Supplied information:

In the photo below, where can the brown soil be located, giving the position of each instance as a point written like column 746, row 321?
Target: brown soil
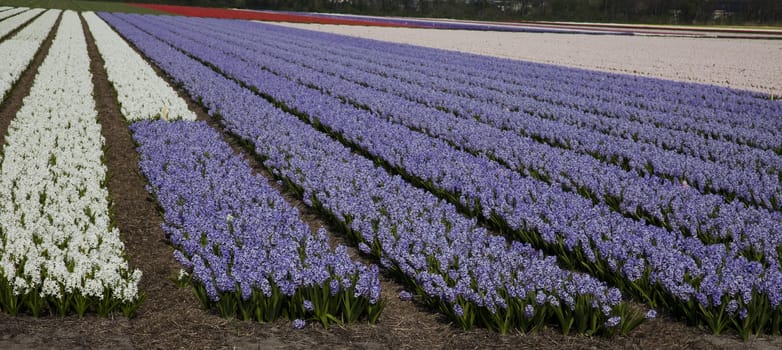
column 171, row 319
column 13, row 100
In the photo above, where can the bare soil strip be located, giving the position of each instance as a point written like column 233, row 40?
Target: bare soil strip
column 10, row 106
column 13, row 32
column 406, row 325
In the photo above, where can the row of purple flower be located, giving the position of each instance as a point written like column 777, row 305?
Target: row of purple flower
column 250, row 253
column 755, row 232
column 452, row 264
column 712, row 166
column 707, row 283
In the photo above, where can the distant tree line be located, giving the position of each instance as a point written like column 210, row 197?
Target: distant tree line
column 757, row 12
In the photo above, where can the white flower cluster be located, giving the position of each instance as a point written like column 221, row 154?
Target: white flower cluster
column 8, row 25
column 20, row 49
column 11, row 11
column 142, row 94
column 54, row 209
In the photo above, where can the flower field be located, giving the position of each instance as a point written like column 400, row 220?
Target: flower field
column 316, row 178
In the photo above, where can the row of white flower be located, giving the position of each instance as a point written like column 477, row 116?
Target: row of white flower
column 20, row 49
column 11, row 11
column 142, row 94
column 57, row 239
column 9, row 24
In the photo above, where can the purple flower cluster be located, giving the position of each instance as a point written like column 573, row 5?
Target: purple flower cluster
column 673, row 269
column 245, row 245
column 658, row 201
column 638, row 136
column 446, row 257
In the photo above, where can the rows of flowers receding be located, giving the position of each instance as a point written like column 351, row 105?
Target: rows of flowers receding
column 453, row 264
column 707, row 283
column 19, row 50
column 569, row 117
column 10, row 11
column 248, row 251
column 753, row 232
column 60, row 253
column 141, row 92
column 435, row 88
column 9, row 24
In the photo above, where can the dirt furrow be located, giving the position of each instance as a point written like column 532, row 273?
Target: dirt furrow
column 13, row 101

Exercise directions: Rewrite all of the lines above as a Markdown table with the columns "No." and "Line", numbering each row and omitting blank lines and pictures.

Response to the exercise:
| No. | Line |
|---|---|
| 1 | In the photo below, where can the brown soil be located, giving the position of each instance as a point written like column 746, row 321? |
| 2 | Target: brown soil |
| 3 | column 171, row 319 |
| 4 | column 13, row 100 |
| 5 | In the photo above, where can the bare soil strip be located, giving the position of each instance as a point written like column 233, row 40? |
| 6 | Target: bare soil strip |
| 7 | column 10, row 106 |
| 8 | column 13, row 32 |
| 9 | column 406, row 325 |
| 10 | In the photo above, where can the row of purple flower be located, giving the position of each instance as a point written like column 777, row 305? |
| 11 | Target: row of purple flower |
| 12 | column 250, row 253 |
| 13 | column 755, row 232 |
| 14 | column 452, row 264 |
| 15 | column 712, row 166 |
| 16 | column 707, row 283 |
| 17 | In the photo above, where can the distant tree line be located, giving the position of each instance as a point written like column 210, row 197? |
| 18 | Target: distant tree line |
| 19 | column 757, row 12 |
| 20 | In the photo above, where can the white flower cluster be located, giving the position of each instance as a point written like column 221, row 154? |
| 21 | Target: white flower cluster |
| 22 | column 8, row 25 |
| 23 | column 20, row 49 |
| 24 | column 11, row 11 |
| 25 | column 142, row 94 |
| 26 | column 54, row 209 |
| 27 | In the photo above, where can the flower field be located, giving the position of each instance as a point written like column 400, row 220? |
| 28 | Target: flower field |
| 29 | column 316, row 178 |
| 30 | In the photo above, where can the row of white flower be located, giving the position of each instance as a point written like column 477, row 116? |
| 31 | Target: row of white flower |
| 32 | column 20, row 49 |
| 33 | column 11, row 11 |
| 34 | column 142, row 94 |
| 35 | column 57, row 239 |
| 36 | column 9, row 24 |
| 37 | In the photo above, where can the purple flower cluster be located, giving the position of each instance as a point written like column 573, row 5? |
| 38 | Target: purple flower cluster |
| 39 | column 673, row 269 |
| 40 | column 245, row 245 |
| 41 | column 658, row 201 |
| 42 | column 638, row 136 |
| 43 | column 446, row 257 |
| 44 | In the photo above, where can the rows of flowers receding be located, giving the position of each instance as a point written like column 351, row 105? |
| 45 | Target: rows of flowers receding |
| 46 | column 453, row 264 |
| 47 | column 707, row 283 |
| 48 | column 19, row 50 |
| 49 | column 569, row 117 |
| 50 | column 10, row 11 |
| 51 | column 248, row 251 |
| 52 | column 753, row 232 |
| 53 | column 60, row 253 |
| 54 | column 141, row 92 |
| 55 | column 435, row 88 |
| 56 | column 9, row 24 |
| 57 | In the photo above, where can the dirt furrow be located, giving the position of each instance as a point written like column 532, row 273? |
| 58 | Target: dirt furrow |
| 59 | column 13, row 101 |